Begin at the line below that contains "rider's outstretched arm". Repeat it and all remaining lines of the records exactly.

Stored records
══════════
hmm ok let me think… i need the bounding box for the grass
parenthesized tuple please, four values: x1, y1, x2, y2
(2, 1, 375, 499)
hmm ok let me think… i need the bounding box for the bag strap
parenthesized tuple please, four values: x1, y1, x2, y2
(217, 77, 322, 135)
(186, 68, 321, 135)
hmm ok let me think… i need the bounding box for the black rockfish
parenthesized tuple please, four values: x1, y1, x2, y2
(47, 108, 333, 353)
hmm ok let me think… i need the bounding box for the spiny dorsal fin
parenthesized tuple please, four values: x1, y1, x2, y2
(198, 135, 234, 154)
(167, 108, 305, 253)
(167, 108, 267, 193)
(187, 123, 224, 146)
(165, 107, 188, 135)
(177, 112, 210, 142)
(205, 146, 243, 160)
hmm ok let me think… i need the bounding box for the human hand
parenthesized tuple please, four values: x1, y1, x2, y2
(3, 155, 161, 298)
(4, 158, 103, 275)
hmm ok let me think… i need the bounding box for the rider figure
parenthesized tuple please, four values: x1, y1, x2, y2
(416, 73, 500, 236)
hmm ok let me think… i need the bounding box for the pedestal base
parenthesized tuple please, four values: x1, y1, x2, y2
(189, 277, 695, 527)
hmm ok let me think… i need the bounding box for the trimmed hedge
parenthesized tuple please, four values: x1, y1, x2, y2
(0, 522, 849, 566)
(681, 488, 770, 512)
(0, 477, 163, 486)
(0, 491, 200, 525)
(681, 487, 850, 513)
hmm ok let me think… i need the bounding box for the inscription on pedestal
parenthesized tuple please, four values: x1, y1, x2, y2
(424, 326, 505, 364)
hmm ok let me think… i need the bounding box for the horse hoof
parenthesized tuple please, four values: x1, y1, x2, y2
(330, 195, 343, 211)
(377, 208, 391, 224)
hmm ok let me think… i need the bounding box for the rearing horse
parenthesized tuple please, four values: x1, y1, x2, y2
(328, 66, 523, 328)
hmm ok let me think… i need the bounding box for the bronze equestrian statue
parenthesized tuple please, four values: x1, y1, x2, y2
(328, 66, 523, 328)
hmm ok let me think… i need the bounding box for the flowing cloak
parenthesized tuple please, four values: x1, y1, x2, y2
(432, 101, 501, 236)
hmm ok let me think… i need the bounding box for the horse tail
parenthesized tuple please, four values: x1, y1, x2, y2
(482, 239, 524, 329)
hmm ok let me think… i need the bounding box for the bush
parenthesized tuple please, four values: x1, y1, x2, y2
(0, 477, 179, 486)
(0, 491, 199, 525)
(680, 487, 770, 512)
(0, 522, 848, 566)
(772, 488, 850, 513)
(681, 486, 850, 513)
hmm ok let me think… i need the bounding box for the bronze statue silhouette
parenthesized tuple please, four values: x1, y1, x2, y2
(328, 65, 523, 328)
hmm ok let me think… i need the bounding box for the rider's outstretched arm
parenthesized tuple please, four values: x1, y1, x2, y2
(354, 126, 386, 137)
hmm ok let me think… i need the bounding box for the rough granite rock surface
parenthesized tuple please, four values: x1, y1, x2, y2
══════════
Solution:
hmm ok let me think… i need the bounding box for the rider's outstretched arm
parenthesized tuple please, four values: x1, y1, x2, y2
(354, 126, 386, 137)
hmm ok let me think… i need the bounding box for the rough granite rock surface
parenthesized tuple please, four values: x1, y1, x2, y2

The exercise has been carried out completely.